___ Source text

(Sortof starting a new thread)
There have been a discussion about the ineffectiveness of MSCP recently,
especially compared to a dumb controller interface.
To make a few comments on this; yes the MSCP controller is much more
intelligent. But noone have yet talked about what this means.
The overhead for playing with the MSCP controller is way much more than for a
simple, and stupid controller. However, there is also a big speed gain in some
situations.
Jerome Fines observations are correct. Under a single-user system such as RT-11
(especially of the software acts in a naive way) much of the advantages of MSCP
is lost. The fact that it can deal with large disks (or disks with different
sizes) can hardle be called "intelligent". That's really primitive.
Things that the MSCP protocol do handle, however, and where the HD: driver will
suffer and loose, is when we get into more advanced stuff.
The MSCP controller can have many I/O requests outstanding at the same time.
Once one operation is completed, it can immediately start the next one. You
actually have a zero setup time with MSCP. So if you're doing several I/O
operations in sequence, a good driver, in combination with a good program, will
be able to get more performance out of the MSCP controller than the HD: driver,
which each new operation can only be programmed once the previous operation is
completed.

______

> _Exercise objective_: Reproduce the full MSCP post word for word. The listing comes from a different source than the MSCP post above.

___ Provided records

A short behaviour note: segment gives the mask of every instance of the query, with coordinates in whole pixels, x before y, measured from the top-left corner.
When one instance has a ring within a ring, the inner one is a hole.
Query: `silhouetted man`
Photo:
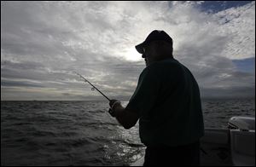
[[[173,58],[172,39],[164,31],[153,31],[136,49],[147,66],[126,107],[112,100],[110,114],[125,129],[139,119],[144,165],[199,165],[204,124],[195,78]]]

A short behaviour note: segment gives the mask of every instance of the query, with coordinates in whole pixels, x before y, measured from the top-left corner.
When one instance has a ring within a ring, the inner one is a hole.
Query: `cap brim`
[[[143,54],[143,47],[145,46],[144,43],[142,43],[138,45],[135,46],[135,49],[137,49],[137,51],[140,54]]]

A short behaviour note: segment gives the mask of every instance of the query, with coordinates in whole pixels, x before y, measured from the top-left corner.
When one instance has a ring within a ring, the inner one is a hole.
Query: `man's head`
[[[146,66],[172,57],[172,39],[164,31],[153,31],[143,43],[135,48],[143,54],[142,57],[145,59]]]

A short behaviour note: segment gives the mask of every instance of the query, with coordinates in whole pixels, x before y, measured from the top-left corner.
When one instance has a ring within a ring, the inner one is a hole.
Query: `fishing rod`
[[[108,99],[110,101],[110,99],[105,95],[101,90],[99,90],[96,87],[95,87],[91,83],[90,83],[87,79],[85,79],[82,75],[80,75],[79,72],[74,72],[77,75],[79,75],[80,78],[82,78],[85,83],[89,83],[89,84],[90,84],[93,88],[91,89],[91,90],[96,89],[98,92],[100,92],[100,94],[102,94],[106,99]]]

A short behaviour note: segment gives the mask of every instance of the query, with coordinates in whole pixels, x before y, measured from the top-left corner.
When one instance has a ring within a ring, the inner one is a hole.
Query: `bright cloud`
[[[2,1],[1,99],[93,98],[73,71],[113,98],[130,97],[144,68],[134,46],[154,29],[173,38],[204,96],[254,95],[255,73],[232,60],[255,57],[255,2],[218,13],[202,3]]]

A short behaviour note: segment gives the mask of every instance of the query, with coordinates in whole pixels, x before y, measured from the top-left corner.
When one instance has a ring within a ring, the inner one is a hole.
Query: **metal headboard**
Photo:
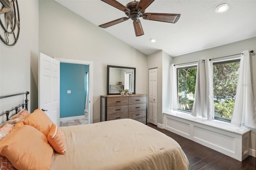
[[[16,112],[16,114],[17,114],[18,113],[18,108],[20,107],[22,107],[22,109],[23,109],[24,108],[24,106],[25,106],[25,108],[27,109],[27,110],[28,110],[28,95],[29,94],[29,92],[27,91],[26,92],[22,93],[21,93],[14,94],[14,95],[8,95],[8,96],[0,97],[0,99],[3,99],[3,98],[6,98],[7,97],[12,97],[12,96],[18,96],[19,95],[23,95],[26,94],[26,99],[24,101],[25,103],[21,104],[18,106],[15,107],[15,108],[14,108],[14,109],[9,110],[8,111],[6,111],[4,113],[0,114],[0,116],[2,116],[4,115],[6,115],[6,119],[7,119],[6,121],[8,121],[9,119],[9,118],[8,118],[9,114],[12,111],[14,111],[15,110],[15,111]]]

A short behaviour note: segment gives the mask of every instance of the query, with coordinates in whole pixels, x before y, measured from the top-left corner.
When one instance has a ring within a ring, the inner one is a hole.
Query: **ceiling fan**
[[[101,0],[124,12],[128,17],[123,17],[99,26],[106,28],[131,18],[133,20],[133,26],[136,36],[144,35],[140,17],[144,20],[175,23],[179,20],[180,14],[145,13],[145,10],[154,0],[140,0],[140,2],[131,2],[124,6],[115,0]]]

______

> _Output for this task_:
(Sortof starting a new thread)
There have been a discussion about the ineffectiveness of MSCP recently,
especially compared to a dumb controller interface.
To make a few comments on this; yes the MSCP controller is much more
intelligent. But noone have yet talked about what this means.
The overhead for playing with the MSCP controller is way much more than for a
simple, and stupid controller. However, there is also a big speed gain in some
situations.
Jerome Fines observations are correct. Under a single-user system such as RT-11
(especially of the software acts in a naive way) much of the advantages of MSCP
is lost. The fact that it can deal with large disks (or disks with different
sizes) can hardle be called "intelligent". That's really primitive.
Things that the MSCP protocol do handle, however, and where the HD: driver will
suffer and loose, is when we get into more advanced stuff.
The MSCP controller can have many I/O requests outstanding at the same time.
Once one operation is completed, it can immediately start the next one. You
actually have a zero setup time with MSCP. So if you're doing several I/O
operations in sequence, a good driver, in combination with a good program, will
be able to get more performance out of the MSCP controller than the HD: driver,
which each new operation can only be programmed once the previous operation is
completed.